_SUPPLIED DATA_.
::::::::::
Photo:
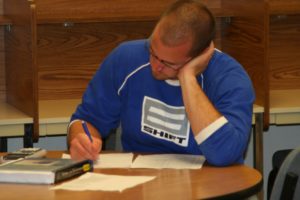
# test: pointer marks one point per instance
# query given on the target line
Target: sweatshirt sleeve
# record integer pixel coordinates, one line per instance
(232, 94)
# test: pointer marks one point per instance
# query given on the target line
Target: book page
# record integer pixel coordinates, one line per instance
(96, 181)
(111, 160)
(171, 161)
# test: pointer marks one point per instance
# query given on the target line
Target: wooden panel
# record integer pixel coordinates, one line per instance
(285, 52)
(245, 39)
(1, 7)
(284, 6)
(52, 11)
(68, 57)
(2, 66)
(20, 54)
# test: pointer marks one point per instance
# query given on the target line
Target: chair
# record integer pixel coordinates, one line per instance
(286, 185)
(277, 160)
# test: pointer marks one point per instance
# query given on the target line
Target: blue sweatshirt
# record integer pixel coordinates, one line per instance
(152, 113)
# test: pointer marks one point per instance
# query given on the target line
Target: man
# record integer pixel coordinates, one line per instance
(172, 93)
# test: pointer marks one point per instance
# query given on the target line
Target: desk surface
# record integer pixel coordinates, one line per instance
(233, 182)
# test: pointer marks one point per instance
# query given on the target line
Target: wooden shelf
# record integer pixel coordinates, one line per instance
(12, 121)
(54, 115)
(284, 7)
(285, 106)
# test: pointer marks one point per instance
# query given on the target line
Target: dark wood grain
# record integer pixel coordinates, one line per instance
(245, 38)
(102, 10)
(20, 58)
(284, 7)
(2, 66)
(284, 52)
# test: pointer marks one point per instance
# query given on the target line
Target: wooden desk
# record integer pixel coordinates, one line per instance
(235, 182)
(13, 123)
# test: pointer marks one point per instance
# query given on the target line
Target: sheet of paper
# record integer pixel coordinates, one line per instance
(111, 160)
(96, 181)
(172, 161)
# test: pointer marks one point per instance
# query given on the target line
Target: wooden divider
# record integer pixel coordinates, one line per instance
(20, 58)
(245, 37)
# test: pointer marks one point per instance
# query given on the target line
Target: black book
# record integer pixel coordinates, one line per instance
(42, 170)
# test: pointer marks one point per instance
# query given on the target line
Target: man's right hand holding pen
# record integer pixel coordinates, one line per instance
(84, 141)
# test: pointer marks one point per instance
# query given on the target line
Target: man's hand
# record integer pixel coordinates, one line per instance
(198, 64)
(81, 147)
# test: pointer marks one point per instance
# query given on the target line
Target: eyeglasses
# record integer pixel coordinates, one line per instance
(166, 63)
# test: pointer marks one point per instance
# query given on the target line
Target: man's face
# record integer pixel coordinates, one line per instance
(165, 60)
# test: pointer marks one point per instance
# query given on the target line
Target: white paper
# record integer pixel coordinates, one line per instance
(111, 160)
(97, 181)
(171, 161)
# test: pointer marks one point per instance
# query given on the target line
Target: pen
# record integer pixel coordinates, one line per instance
(86, 130)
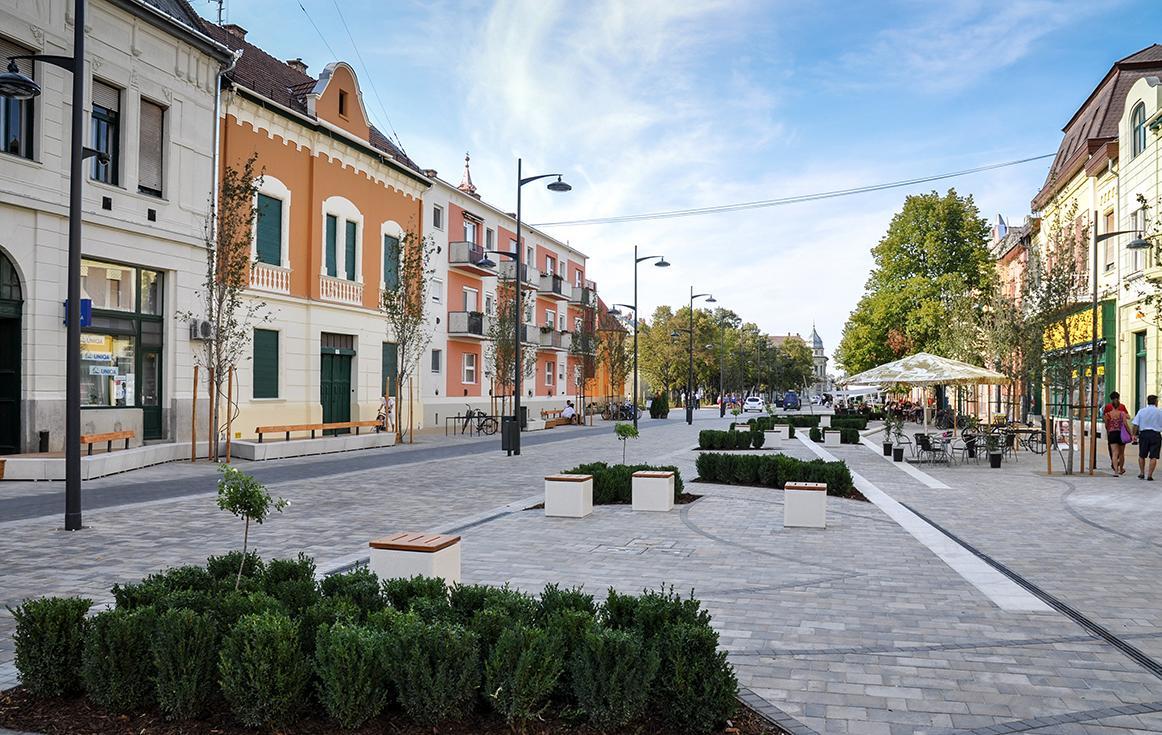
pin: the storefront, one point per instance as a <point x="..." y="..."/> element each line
<point x="121" y="347"/>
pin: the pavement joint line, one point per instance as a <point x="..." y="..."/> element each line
<point x="1005" y="592"/>
<point x="908" y="468"/>
<point x="1131" y="651"/>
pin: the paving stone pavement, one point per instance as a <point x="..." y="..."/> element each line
<point x="856" y="628"/>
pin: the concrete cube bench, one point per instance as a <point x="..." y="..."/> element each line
<point x="410" y="554"/>
<point x="568" y="496"/>
<point x="805" y="505"/>
<point x="653" y="490"/>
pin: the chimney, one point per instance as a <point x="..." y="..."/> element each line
<point x="235" y="30"/>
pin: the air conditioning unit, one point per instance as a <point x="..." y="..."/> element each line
<point x="201" y="330"/>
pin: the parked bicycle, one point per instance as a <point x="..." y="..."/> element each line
<point x="483" y="424"/>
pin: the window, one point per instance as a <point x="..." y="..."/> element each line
<point x="266" y="364"/>
<point x="16" y="115"/>
<point x="269" y="230"/>
<point x="349" y="259"/>
<point x="150" y="143"/>
<point x="468" y="370"/>
<point x="331" y="253"/>
<point x="391" y="262"/>
<point x="1138" y="129"/>
<point x="106" y="131"/>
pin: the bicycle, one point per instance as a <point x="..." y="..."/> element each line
<point x="485" y="424"/>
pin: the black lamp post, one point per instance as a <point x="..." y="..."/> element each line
<point x="18" y="86"/>
<point x="689" y="374"/>
<point x="553" y="186"/>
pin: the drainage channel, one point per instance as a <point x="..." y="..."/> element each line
<point x="1096" y="628"/>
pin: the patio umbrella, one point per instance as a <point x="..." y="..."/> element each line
<point x="925" y="369"/>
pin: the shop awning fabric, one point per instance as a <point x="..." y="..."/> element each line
<point x="927" y="369"/>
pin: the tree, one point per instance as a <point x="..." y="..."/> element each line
<point x="228" y="236"/>
<point x="403" y="303"/>
<point x="932" y="271"/>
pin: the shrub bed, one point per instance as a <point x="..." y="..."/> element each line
<point x="415" y="656"/>
<point x="711" y="439"/>
<point x="612" y="484"/>
<point x="774" y="472"/>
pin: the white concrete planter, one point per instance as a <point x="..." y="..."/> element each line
<point x="568" y="496"/>
<point x="416" y="554"/>
<point x="805" y="505"/>
<point x="653" y="491"/>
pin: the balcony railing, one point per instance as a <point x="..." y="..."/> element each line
<point x="467" y="324"/>
<point x="468" y="256"/>
<point x="267" y="278"/>
<point x="339" y="290"/>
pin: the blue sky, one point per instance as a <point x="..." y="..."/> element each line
<point x="657" y="105"/>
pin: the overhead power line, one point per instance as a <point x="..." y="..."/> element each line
<point x="786" y="200"/>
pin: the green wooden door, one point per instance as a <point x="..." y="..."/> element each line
<point x="335" y="389"/>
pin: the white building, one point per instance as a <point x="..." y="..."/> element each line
<point x="150" y="81"/>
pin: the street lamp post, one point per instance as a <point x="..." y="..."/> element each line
<point x="1138" y="243"/>
<point x="689" y="373"/>
<point x="554" y="186"/>
<point x="18" y="86"/>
::::::::::
_DO THIS_.
Starting at the line that contains "pin: the white building, one" and ending at the last of the lines, write out every line again, keeping the pin lines as they are, and shift each x and y coordinate in the answer points up by 22.

_ANSWER IN FULL_.
pin: the white building, one point per instance as a <point x="..." y="..."/> element each line
<point x="172" y="103"/>
pin: the street lamp post, one point per instance as a <point x="..." y="..."/> element each line
<point x="1160" y="265"/>
<point x="711" y="395"/>
<point x="576" y="208"/>
<point x="40" y="108"/>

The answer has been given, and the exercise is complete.